Letter to Frank Lloyd Wright, June 12, 1936

122 South Michigan Avenue
Chicago, Illinois
June 12, 1936

Mr. Frank Lloyd Wright
Spring Green, Wisconsin

Dear Mr. Wright:

I read very belatedly with great interest your review of Professor Morrison's biography of Louis Sullivan, as it appeared in the Saturday review of December 14th.

There are a few errors, preconceptions and preoccupations of mind in your comment that may be duly stated, in the interest of Truth, if that element is of any importance to you. You are the judge of that.
——
## WRITTEN TASK A
List every person named in the letter to Frank Lloyd Wright.
## WRITTEN TASK B
Carry on the letter to Frank Lloyd Wright from the point where it stops.

## DATASET ENTRIES
——
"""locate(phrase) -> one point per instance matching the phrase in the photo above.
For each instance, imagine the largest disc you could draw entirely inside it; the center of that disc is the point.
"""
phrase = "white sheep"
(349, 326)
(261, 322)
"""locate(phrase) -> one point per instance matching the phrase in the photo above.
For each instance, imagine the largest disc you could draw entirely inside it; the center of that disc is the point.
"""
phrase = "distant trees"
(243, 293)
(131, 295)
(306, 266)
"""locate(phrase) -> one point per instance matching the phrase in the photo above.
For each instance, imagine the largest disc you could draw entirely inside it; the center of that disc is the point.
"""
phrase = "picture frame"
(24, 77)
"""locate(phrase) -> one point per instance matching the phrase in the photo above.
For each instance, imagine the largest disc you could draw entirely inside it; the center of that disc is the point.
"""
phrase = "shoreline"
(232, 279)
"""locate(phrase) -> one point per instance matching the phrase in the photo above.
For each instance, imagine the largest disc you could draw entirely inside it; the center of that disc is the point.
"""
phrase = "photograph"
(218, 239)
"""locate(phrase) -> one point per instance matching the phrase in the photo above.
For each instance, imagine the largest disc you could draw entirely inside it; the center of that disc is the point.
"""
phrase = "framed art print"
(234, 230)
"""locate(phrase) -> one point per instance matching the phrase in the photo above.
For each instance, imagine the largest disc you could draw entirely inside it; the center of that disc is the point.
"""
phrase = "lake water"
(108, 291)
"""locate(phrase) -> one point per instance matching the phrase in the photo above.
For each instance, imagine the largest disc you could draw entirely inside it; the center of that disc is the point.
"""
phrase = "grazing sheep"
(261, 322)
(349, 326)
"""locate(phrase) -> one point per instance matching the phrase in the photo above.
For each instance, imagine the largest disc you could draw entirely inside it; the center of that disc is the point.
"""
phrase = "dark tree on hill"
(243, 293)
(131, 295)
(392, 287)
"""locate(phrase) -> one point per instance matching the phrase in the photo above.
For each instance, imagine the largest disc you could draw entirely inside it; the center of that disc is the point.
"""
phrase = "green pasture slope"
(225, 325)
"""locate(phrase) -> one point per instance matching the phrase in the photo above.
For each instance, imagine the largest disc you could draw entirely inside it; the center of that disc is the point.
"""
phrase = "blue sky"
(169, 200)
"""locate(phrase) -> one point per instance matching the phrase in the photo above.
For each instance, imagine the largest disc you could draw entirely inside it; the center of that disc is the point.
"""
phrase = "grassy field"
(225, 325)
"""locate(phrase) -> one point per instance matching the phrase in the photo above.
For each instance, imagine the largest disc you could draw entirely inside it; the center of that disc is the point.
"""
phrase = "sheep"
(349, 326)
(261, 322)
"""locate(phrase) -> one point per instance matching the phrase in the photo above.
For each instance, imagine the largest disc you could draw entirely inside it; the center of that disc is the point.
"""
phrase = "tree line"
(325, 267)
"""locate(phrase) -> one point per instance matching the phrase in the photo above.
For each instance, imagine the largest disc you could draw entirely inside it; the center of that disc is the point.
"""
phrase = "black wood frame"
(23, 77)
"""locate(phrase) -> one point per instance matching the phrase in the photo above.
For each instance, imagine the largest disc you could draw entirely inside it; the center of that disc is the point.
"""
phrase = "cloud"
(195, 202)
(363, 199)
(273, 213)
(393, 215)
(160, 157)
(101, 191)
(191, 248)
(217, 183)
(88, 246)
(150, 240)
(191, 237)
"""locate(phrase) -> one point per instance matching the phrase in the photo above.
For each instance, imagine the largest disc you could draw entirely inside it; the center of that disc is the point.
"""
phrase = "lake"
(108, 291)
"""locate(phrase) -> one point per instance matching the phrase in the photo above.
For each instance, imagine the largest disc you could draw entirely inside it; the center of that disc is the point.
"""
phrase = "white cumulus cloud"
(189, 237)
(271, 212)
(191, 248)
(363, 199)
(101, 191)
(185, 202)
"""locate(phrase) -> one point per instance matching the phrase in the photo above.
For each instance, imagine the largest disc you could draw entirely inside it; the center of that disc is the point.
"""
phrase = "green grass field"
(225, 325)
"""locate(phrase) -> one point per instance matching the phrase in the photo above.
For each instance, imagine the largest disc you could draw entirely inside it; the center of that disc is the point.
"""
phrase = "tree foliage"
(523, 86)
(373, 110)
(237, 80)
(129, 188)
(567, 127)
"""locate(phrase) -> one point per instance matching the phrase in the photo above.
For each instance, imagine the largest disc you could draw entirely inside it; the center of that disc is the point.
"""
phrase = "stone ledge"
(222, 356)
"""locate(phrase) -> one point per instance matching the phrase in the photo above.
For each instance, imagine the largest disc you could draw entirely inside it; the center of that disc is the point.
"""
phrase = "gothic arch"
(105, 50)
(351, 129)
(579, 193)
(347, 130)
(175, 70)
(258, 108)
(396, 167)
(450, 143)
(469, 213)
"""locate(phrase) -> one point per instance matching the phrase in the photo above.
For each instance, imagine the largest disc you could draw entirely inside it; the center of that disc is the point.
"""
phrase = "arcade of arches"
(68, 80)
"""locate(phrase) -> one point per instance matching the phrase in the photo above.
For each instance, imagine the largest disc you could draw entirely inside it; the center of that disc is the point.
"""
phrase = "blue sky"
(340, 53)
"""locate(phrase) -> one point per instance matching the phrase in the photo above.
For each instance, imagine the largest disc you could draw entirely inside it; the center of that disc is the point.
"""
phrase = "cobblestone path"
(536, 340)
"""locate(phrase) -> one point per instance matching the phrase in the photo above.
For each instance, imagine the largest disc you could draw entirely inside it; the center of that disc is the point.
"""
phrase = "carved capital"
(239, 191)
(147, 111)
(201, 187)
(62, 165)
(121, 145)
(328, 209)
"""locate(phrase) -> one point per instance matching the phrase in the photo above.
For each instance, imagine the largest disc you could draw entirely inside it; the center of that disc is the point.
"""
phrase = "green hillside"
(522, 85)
——
## EXERCISE ANSWER A
Frank Lloyd Wright, Professor Morrison, Louis Sullivan

## EXERCISE ANSWER B
You refer to the "backwash" of the later work shown in the book and specifically attach my name to the old Bradley house in Madison. It may be said, much as you may prefer it otherwise, that the design conception was wholly Sullivan's. Professor Morrison attributes a bit too much to me in this one case. I made the working drawings and the detailed working out of the basic design even to his deep false wooden brackets which conceal and stultify the horizontal steel cantilevers that support the balconies. Sullivan threw up the job when building operations began because Charles R. Crane, whose daughter is Mrs. Bradley, refused to pay him money, not due or even nearly due. I was engaged by Mr. Crane to see the house finished at a weekly wage after I had left Mr. Sullivan. Later on Mr. Sullivan thanked me most sincerely for having done this for his old friend, Mr. Crane. Mr. Purcell and I did a lot of work for Mr. Crane afterwards, as he did not care, after this episode, to take on the Master, who doubtless realized the ineptitude of his own unbusinesslike attitude in this ease as in others. When with him, I had to defend him, time and time again, and pacify his clients. I served him in his temporary weaknesses as well as I could and resolved more than one difficulty.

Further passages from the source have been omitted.